--- Start ---
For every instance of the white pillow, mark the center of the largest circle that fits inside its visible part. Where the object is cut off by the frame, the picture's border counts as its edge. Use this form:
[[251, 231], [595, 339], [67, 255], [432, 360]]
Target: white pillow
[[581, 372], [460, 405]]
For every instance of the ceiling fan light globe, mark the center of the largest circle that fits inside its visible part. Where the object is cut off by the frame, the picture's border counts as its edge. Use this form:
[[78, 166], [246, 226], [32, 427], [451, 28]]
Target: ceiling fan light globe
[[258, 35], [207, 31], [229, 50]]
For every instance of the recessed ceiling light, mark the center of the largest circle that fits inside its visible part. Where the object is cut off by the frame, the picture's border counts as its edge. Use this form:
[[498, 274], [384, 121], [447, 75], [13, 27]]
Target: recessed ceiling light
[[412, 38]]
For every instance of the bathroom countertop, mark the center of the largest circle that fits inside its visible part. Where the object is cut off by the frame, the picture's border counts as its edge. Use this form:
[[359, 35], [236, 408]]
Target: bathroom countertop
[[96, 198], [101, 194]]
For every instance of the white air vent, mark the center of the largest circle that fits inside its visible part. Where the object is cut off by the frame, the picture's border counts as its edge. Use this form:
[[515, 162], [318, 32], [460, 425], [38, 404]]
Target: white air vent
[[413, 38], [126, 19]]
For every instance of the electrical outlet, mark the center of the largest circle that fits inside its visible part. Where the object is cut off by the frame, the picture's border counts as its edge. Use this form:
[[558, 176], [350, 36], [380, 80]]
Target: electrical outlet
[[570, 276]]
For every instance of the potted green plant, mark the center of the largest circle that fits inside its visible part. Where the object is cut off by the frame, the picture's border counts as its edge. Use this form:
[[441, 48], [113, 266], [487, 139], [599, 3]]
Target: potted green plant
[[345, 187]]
--- End ---
## Task brief
Scale the records starting at the line containing "For every instance of the bathroom" and ending at the line containing "[[570, 276]]", and reproduce every line in that span, requests included. Multiply only the answer point coordinates by 1.7 and round each to a whole number, with halves rounding up; leave the numbers in the requests and their format samples unchanged.

## Written answer
For every instance of the bathroom countertop, mark the center of the largest circle that fits inside its visible part. Where the object is cut off by the frame, the picture's border counts as its edge. Use this form:
[[359, 35], [236, 408]]
Target: bathroom countertop
[[163, 337], [172, 330]]
For every instance of the white air vent, mark the center of the largest circle that fits inside its visible part. Where the object is cut off by the frame, the picture's border counts as its edge. Use this form:
[[515, 162], [318, 32], [460, 425], [38, 404]]
Target: white air vent
[[702, 65], [214, 32]]
For every instance of the electrical outlet, mark the center of the largest circle that fits inside its visible part. Where the object is cut off by the frame, the picture's border counts as its edge. Use this form:
[[558, 176], [350, 36], [380, 80]]
Target: electrical outlet
[[969, 469]]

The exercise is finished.